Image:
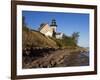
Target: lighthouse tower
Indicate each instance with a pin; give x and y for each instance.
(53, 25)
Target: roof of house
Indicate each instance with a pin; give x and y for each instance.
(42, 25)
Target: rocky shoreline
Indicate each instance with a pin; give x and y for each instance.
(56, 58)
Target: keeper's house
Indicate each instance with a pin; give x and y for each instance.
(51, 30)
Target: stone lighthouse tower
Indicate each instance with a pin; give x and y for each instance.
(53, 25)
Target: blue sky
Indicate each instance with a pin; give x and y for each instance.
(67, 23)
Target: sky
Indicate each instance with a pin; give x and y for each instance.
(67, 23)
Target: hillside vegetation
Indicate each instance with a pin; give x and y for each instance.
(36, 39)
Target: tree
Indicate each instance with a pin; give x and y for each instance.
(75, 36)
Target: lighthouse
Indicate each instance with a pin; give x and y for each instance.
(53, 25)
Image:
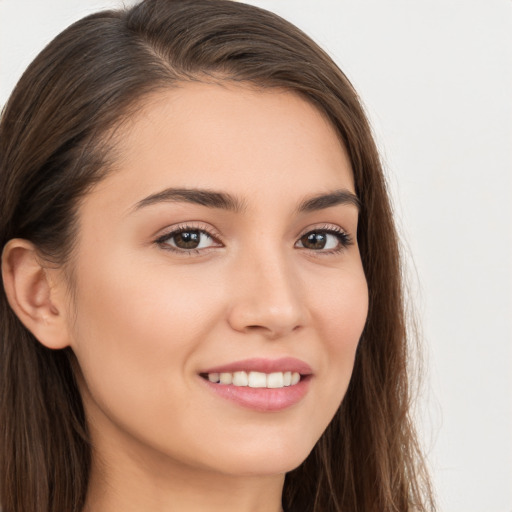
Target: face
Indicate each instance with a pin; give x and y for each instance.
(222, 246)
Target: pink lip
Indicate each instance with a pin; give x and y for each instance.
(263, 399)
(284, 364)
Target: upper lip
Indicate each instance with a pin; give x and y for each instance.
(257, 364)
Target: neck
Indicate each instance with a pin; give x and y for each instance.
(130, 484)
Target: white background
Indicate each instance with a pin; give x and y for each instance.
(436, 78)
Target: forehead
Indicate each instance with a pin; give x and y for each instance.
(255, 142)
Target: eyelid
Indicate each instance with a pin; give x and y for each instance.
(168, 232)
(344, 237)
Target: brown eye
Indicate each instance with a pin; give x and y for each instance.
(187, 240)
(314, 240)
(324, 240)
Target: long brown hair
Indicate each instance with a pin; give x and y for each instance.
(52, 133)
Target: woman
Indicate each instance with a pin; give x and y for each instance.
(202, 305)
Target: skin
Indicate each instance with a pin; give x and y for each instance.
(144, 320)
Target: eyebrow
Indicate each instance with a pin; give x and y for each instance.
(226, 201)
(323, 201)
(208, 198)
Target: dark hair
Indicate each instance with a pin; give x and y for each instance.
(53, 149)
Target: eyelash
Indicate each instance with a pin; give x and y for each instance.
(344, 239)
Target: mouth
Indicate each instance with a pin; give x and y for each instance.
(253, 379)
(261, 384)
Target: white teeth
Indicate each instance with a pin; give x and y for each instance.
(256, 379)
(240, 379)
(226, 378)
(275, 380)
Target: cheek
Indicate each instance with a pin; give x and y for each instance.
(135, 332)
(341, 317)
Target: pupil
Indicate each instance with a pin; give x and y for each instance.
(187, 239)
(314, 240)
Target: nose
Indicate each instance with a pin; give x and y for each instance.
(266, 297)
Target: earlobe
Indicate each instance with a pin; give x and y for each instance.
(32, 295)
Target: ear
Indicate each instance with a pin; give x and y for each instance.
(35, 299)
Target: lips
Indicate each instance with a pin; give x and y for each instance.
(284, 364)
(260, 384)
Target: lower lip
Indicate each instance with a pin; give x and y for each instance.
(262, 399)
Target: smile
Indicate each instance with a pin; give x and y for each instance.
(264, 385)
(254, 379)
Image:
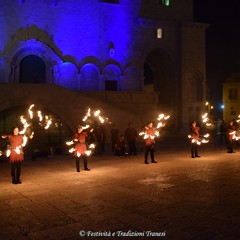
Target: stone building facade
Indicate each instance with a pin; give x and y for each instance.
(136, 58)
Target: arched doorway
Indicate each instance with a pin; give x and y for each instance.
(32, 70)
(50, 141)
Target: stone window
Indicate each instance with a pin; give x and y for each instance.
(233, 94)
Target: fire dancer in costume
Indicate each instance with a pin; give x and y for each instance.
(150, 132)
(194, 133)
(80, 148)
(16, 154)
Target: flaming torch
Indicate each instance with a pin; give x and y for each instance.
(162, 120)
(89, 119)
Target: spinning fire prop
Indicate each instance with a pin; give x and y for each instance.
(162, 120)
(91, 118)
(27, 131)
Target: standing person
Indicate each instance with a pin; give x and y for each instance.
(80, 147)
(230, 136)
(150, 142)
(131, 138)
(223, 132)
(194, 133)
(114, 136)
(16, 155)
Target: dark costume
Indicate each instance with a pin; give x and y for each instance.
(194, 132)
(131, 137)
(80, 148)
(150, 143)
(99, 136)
● ● ● ● ●
Render the lines from the one holding "Target: lips" through the end of the rows, inclusive, as a Markdown table with the columns No. and Line, giving each line its own number and leaving out blank lines. Omit the pictures from your answer.

#### COMPLETE RESPONSE
| No. | Line |
|---|---|
| 1 | Target: lips |
| 2 | Indicate each instance with a pin; give x and y for each instance. |
| 3 | (284, 364) |
| 4 | (260, 384) |
| 5 | Target: lower lip |
| 6 | Indicate each instance with a pin; give x and y for each instance. |
| 7 | (262, 399) |
| 8 | Target: smile |
| 9 | Indicate each instance with a pin; give x and y for each instance. |
| 10 | (264, 385) |
| 11 | (254, 379) |
| 12 | Image: |
| 13 | Target: stone building facade |
| 14 | Indicate each instance with a pin; give x and y for each instance. |
| 15 | (136, 58) |
| 16 | Target: arched doorway |
| 17 | Indicate each instance with a pin; give x and y for each instance. |
| 18 | (32, 70) |
| 19 | (50, 141) |
| 20 | Target: stone window |
| 21 | Indicate each instance with a pin; give x and y for each instance. |
| 22 | (233, 94) |
| 23 | Target: fire dancer in costume |
| 24 | Indicate each instance with a pin; give x and y for each instance. |
| 25 | (150, 132) |
| 26 | (194, 133) |
| 27 | (80, 148) |
| 28 | (16, 154) |
| 29 | Target: flaming torch |
| 30 | Indicate each instance with a pin; give x and y for each instance. |
| 31 | (162, 120) |
| 32 | (89, 119) |
| 33 | Target: spinning fire prop |
| 34 | Indicate each instance with a pin; give x and y for each instance. |
| 35 | (162, 120) |
| 36 | (91, 118) |
| 37 | (27, 131) |
| 38 | Target: standing person |
| 39 | Indicate each instance with a pin; give x and y for each instance. |
| 40 | (80, 147) |
| 41 | (230, 136) |
| 42 | (150, 142) |
| 43 | (131, 138) |
| 44 | (223, 132) |
| 45 | (194, 133) |
| 46 | (114, 136) |
| 47 | (16, 155) |
| 48 | Target: dark costume |
| 49 | Indicate each instance with a pin; give x and y for each instance. |
| 50 | (194, 132) |
| 51 | (131, 137) |
| 52 | (80, 148) |
| 53 | (150, 143) |
| 54 | (99, 136) |